- To do -
Return every line of the material that contains the word "yellow".

..........

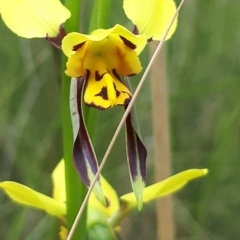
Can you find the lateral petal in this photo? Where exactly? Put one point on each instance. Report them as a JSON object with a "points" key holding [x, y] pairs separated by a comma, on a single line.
{"points": [[31, 18], [27, 196], [165, 187]]}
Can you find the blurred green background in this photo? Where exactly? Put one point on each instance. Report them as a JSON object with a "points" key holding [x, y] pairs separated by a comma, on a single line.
{"points": [[203, 60]]}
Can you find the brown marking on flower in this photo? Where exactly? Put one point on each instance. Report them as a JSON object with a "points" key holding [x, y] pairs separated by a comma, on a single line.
{"points": [[128, 43], [76, 47], [98, 77], [114, 71], [103, 93]]}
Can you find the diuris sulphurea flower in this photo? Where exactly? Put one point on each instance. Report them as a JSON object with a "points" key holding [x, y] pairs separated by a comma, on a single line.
{"points": [[101, 58]]}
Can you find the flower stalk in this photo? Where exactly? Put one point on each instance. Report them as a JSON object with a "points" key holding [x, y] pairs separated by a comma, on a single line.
{"points": [[75, 189]]}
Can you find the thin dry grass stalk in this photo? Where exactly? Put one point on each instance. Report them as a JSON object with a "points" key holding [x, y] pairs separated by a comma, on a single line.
{"points": [[164, 213], [138, 89]]}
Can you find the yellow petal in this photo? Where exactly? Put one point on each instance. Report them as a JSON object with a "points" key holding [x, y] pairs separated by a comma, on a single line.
{"points": [[34, 18], [165, 187], [105, 93], [73, 39], [27, 196], [151, 17], [111, 199], [58, 178]]}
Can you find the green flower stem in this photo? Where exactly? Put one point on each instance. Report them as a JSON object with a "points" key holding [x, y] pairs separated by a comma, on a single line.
{"points": [[100, 19], [75, 189], [119, 215]]}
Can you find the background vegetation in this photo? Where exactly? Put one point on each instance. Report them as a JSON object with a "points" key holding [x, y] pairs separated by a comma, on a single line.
{"points": [[204, 93]]}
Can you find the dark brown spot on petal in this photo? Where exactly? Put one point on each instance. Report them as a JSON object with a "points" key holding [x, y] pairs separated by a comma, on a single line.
{"points": [[88, 72], [114, 71], [107, 201], [57, 40], [76, 47], [127, 100], [103, 93], [98, 77], [135, 30], [117, 92], [96, 106], [128, 43]]}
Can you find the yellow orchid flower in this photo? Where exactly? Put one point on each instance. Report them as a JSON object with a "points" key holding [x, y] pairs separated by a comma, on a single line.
{"points": [[32, 18], [102, 57]]}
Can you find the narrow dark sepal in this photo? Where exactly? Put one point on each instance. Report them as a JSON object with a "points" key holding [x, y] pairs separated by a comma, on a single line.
{"points": [[136, 155], [57, 41], [83, 153]]}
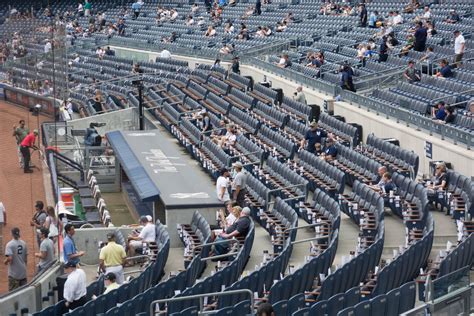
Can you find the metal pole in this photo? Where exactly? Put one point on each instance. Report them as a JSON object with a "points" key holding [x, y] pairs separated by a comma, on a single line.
{"points": [[140, 106]]}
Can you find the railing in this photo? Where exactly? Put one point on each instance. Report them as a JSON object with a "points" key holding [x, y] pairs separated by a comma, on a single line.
{"points": [[201, 297]]}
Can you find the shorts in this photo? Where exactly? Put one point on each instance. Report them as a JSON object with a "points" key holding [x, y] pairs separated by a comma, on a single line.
{"points": [[14, 283]]}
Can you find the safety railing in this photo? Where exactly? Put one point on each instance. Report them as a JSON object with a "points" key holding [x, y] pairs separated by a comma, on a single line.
{"points": [[201, 300]]}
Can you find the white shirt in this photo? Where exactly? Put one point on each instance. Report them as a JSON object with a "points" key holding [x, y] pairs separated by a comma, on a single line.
{"points": [[222, 182], [148, 233], [165, 54], [75, 286], [47, 47], [458, 43], [397, 19]]}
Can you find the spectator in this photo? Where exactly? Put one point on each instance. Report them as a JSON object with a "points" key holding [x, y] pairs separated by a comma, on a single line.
{"points": [[112, 258], [20, 132], [136, 8], [330, 152], [346, 78], [27, 143], [16, 254], [258, 7], [47, 47], [239, 229], [222, 185], [110, 282], [439, 180], [427, 60], [46, 253], [459, 46], [383, 50], [235, 67], [211, 32], [450, 116], [52, 224], [284, 62], [445, 71], [75, 286], [165, 54], [189, 20], [362, 15], [239, 184], [71, 255], [440, 113], [421, 35], [373, 19], [411, 74], [430, 29], [397, 18], [453, 17], [265, 309], [312, 137], [299, 95], [87, 8], [146, 235]]}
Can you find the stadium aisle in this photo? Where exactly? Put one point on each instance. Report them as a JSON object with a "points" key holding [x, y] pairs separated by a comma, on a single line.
{"points": [[18, 191]]}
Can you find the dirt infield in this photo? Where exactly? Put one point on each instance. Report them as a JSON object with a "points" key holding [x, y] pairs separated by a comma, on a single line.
{"points": [[18, 191]]}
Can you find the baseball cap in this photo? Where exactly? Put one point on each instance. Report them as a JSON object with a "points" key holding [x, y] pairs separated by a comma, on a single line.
{"points": [[110, 276], [16, 232], [237, 164], [69, 264]]}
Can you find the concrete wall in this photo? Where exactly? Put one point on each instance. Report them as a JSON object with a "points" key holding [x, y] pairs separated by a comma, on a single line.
{"points": [[125, 119]]}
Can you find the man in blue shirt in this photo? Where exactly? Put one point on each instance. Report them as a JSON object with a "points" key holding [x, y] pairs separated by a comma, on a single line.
{"points": [[69, 247], [313, 136]]}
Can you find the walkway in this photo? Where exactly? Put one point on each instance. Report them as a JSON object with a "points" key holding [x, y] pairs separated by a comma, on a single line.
{"points": [[18, 191]]}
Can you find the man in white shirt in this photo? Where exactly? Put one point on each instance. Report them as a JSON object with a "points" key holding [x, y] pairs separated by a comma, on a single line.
{"points": [[147, 235], [47, 47], [75, 287], [459, 45], [397, 18], [165, 54], [222, 185]]}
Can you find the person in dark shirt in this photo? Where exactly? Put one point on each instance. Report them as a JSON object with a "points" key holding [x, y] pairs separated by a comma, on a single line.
{"points": [[421, 35], [258, 7], [445, 71], [240, 228], [235, 65], [313, 136], [346, 78], [330, 152], [383, 50], [363, 15]]}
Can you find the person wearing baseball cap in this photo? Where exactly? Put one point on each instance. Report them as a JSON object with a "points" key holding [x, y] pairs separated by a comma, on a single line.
{"points": [[75, 287], [16, 254], [25, 145], [312, 137], [146, 235], [112, 258], [239, 184]]}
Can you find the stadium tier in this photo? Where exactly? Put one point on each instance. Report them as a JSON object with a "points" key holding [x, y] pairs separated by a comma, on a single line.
{"points": [[183, 115]]}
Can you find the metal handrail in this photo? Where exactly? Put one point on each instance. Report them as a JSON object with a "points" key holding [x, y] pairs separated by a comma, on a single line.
{"points": [[200, 297]]}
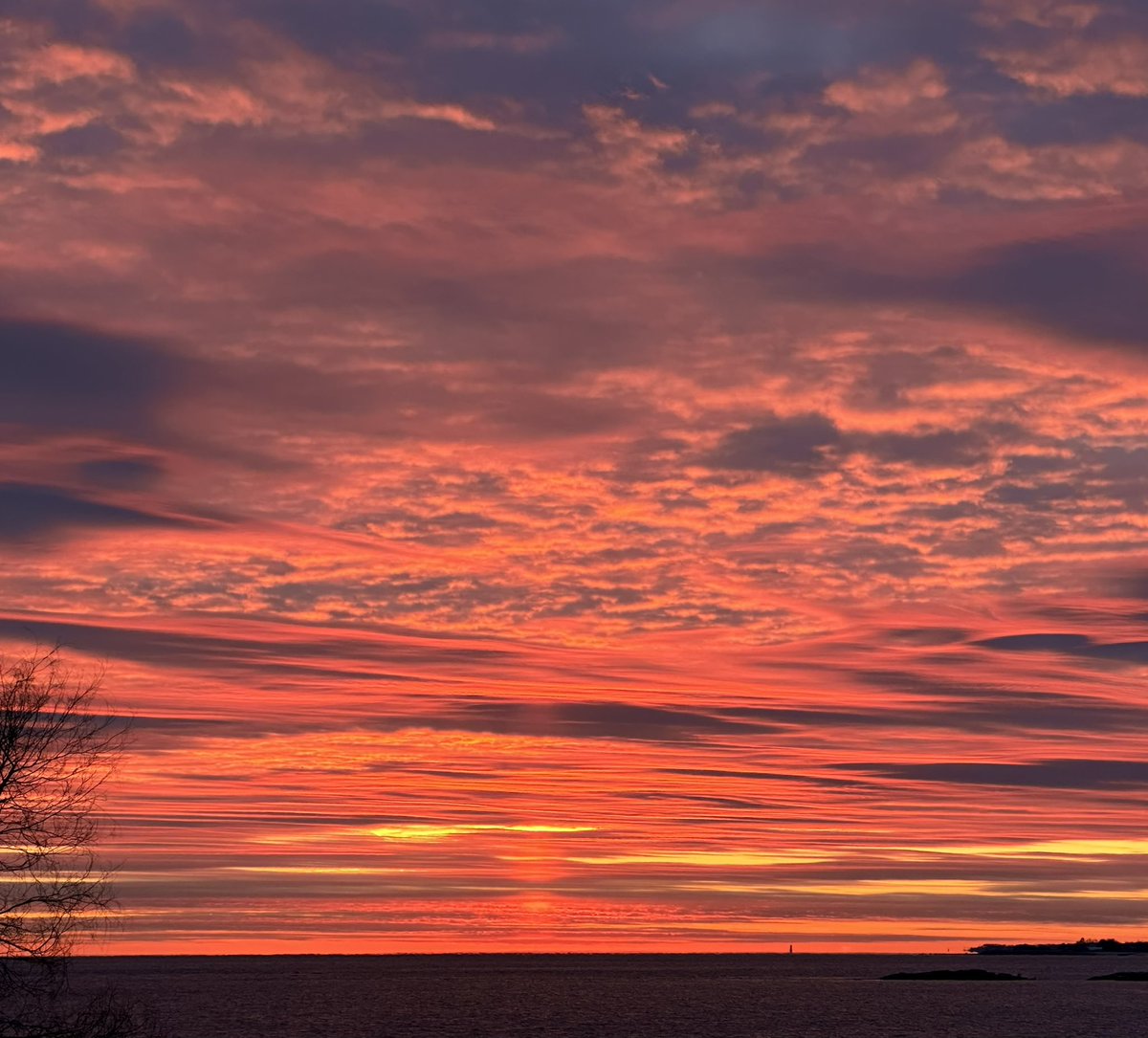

..........

- Response to the exercise -
Can you find the yellow petal in this photo? Where exactly? Put one point on each instance. Report them as a JSON object with a "points" key holding [x, y] pairs separated by a comma, on a single line.
Can you find the yellow orchid flower in this photo? Where exactly? Put one point on each instance. Report them as a JSON object with a "points" key holding [x, y] pairs separated by a comma, on a single line.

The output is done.